**Stated exercise A**
Give every sentence in the review excerpt that ends with a question mark.
**Stated exercise B**
Repeat the review excerpt word for word from "When showing the" to "seen as vermin.".

**Passage shown**
___
But the author, in my opinion, never slips over into the gratuitous because her focus is on S.'s inner turmoil. It is not just about the sexual abuse, the beatings and cruelty, it's about the effect this has on the victims, how they retreat inside themselves and the lengths they go to in order to keep their sanity in a world gone mad. Not only that, but she even looks at what it's like to be a soldier blindly following orders, dehumanizing yourself to find the ability to commit atrocities during war. It's easy to have enemies and it's easy to hate, but what does it take to make you someone who can torture another human being? What must they become in your mind? What must you become?
When showing the crimes men commit towards women, when showing a group of male soldiers laughing at a woman's pain, it becomes so easy to delve into misandry. You hate the Serbian soldiers, you hate the things they do to the women. But this is only partly a gender issue. Drakulic wants to tell the many untold stories of women during the Bosnian war (there are an estimated 60,000 rape victims), she wants us to know about the suffering they faced because of their gender. But, for the author, humanity has one common enemy regardless of your race, religion or gender... and that is war. War makes us all something other than human, it allows those with the power to become monstrous and it allows those without it to be seen as vermin.
___
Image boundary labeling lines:
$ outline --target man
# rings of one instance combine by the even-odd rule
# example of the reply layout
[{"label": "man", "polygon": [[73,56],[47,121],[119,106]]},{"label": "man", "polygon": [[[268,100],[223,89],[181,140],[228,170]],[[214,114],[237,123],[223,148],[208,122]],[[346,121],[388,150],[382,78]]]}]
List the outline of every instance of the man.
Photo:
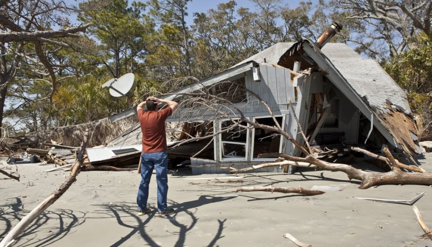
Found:
[{"label": "man", "polygon": [[[158,104],[163,103],[168,107],[158,111]],[[147,111],[143,107],[147,107]],[[160,215],[171,214],[172,208],[167,207],[168,193],[168,154],[165,121],[177,109],[178,104],[171,100],[165,100],[154,97],[147,98],[137,107],[138,119],[143,132],[143,150],[141,154],[141,182],[137,195],[138,215],[142,215],[150,211],[147,207],[149,198],[149,184],[153,168],[156,170],[158,183],[158,210]]]}]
___
**Correct answer A**
It's easy to have enemies and it's easy to hate, but what does it take to make you someone who can torture another human being?
What must they become in your mind?
What must you become?

**Correct answer B**
When showing the crimes men commit towards women, when showing a group of male soldiers laughing at a woman's pain, it becomes so easy to delve into misandry. You hate the Serbian soldiers, you hate the things they do to the women. But this is only partly a gender issue. Drakulic wants to tell the many untold stories of women during the Bosnian war (there are an estimated 60,000 rape victims), she wants us to know about the suffering they faced because of their gender. But, for the author, humanity has one common enemy regardless of your race, religion or gender... and that is war. War makes us all something other than human, it allows those with the power to become monstrous and it allows those without it to be seen as vermin.